Exercise passage Start Marker

It is written:
“Flee sexual immorality. Every sin that a man does is outside the body, but he who commits sexual immorality sins against his own body.” (1 Corinthians 6:18)
One of the gifts which God gave to humanity was the gift of sex (Genesis 1:28-29; 1 Corinthians 7:1-5). This gift was given to those in God-approved marriages (Song of Solomon). Sadly, mankind has corrupted this gift in many ways. The Apostle Paul reminds us that sexual sin actually harms the body of the person committing the sin. While this is evident especially in regards to such things as sexually transmitted diseases, there are other ways it is show to be true.
In discussing the different chemicals released in the male and female brains especially during intercourse, scientists have noted the effects of such on the “casual sex” that is so common in human culture:
“Just like dopamine and oxytocin, vasopressin is values-neutral. If a male enters into a physical relationship with a female unwisely, he could bond to her. This bonding could lead to a long-term relationship that is unhealthy and destructive because it was an unwise relationship to start with, yet the bonding keeps the couple together, even if the man is being abused by the woman. As with dopamine and oxytocin, vasopressin has a powerful impact on human behavior. Yet most people are totally unaware of it. Men may question why they keep going back to a woman who treats them poorly or may wonder why they never seem able to feel, deep inside, a commitment to a woman after having sex partner after sex partner. Sadly, they simply do not know that their brains are flooded with vasopressin during sexual intercourse and that this neurochemical produces a partial bond with every woman they have sex with. They do not realize that this pattern of having sex with one woman and then breaking up and then having sex with another woman limits them to experience only one form of brain activity common to humans involved sexually—the dopamine rush of sex. 31 They risk damaging a vital, innate ability to develop the long-term emotional attachment that results from sex with the same person over and over. This transition can be seen in the brain studies of individuals who have been involved with each other for a period of months. 32 The individual who goes from sex partner to sex partner is causing his or her brain to mold and gel so that it eventually begins accepting that sexual pattern as normal. For most people this brain pattern seems to interfere with the development of the neurological circuits necessary for the long-term relationships that for most people result in stable marriages and family development. The pattern of changing sex partners therefore seems to damage their ability to bond in a committed relationship. 33 Their inability to bond after multiple liaisons is almost like tape that loses its stickiness after being applied and removed multiple times.” (Freda McKissic Bush, Joe S. McIlhaney Jr., Hooked: New Science on How Casual Sex is Affecting Our Children, 42-43 (Kindle Edition); Chicago; Northfield Publishing)

Exercise passage End Marker
Given data Start Marker

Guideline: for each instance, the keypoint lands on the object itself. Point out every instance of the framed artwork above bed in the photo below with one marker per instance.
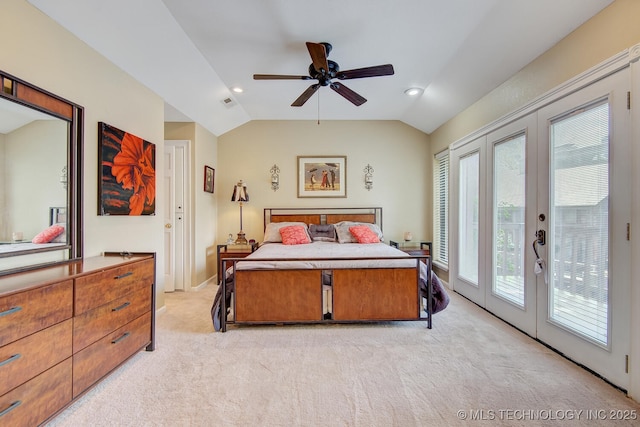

Given data End Marker

> _Questions_
1. According to the article on sexual immorality, which neurochemical floods men's brains during sexual intercourse and produces a partial bond with each woman they have sex with?
2. Copy the part of the article on sexual immorality starting at "One of the gifts" and ending at "to be true.", but change "mankind" to "humankind".
3. Carry on with the article on sexual immorality from the point where it stops.
The material is separate from the article on sexual immorality.

> _Results_
1. Vasopressin.

2.
One of the gifts which God gave to humanity was the gift of sex (Genesis 1:28-29; 1 Corinthians 7:1-5). This gift was given to those in God-approved marriages (Song of Solomon). Sadly, humankind has corrupted this gift in many ways. The Apostle Paul reminds us that sexual sin actually harms the body of the person committing the sin. While this is evident especially in regards to such things as sexually transmitted diseases, there are other ways it is show to be true.

3.
No matter what sins we have committed, God offers pardon and forgiveness to all:
1 Corinthians 6:9-11 (ERV)-Surely you know that people who do wrong will not get to enjoy God’s kingdom. Don’t be fooled. These are the people who will not get to enjoy his kingdom: those who sin sexually, those who worship idols, those who commit adultery, men who let other men use them for sex or who have sex with other men, those who steal, those who are greedy, those who drink too much, those who abuse others with insults, and those who cheat. 11 In the past some of you were like that. But you were washed clean, you were made holy, and you were made right with God in the name of the Lord Jesus Christ and by the Spirit of our God.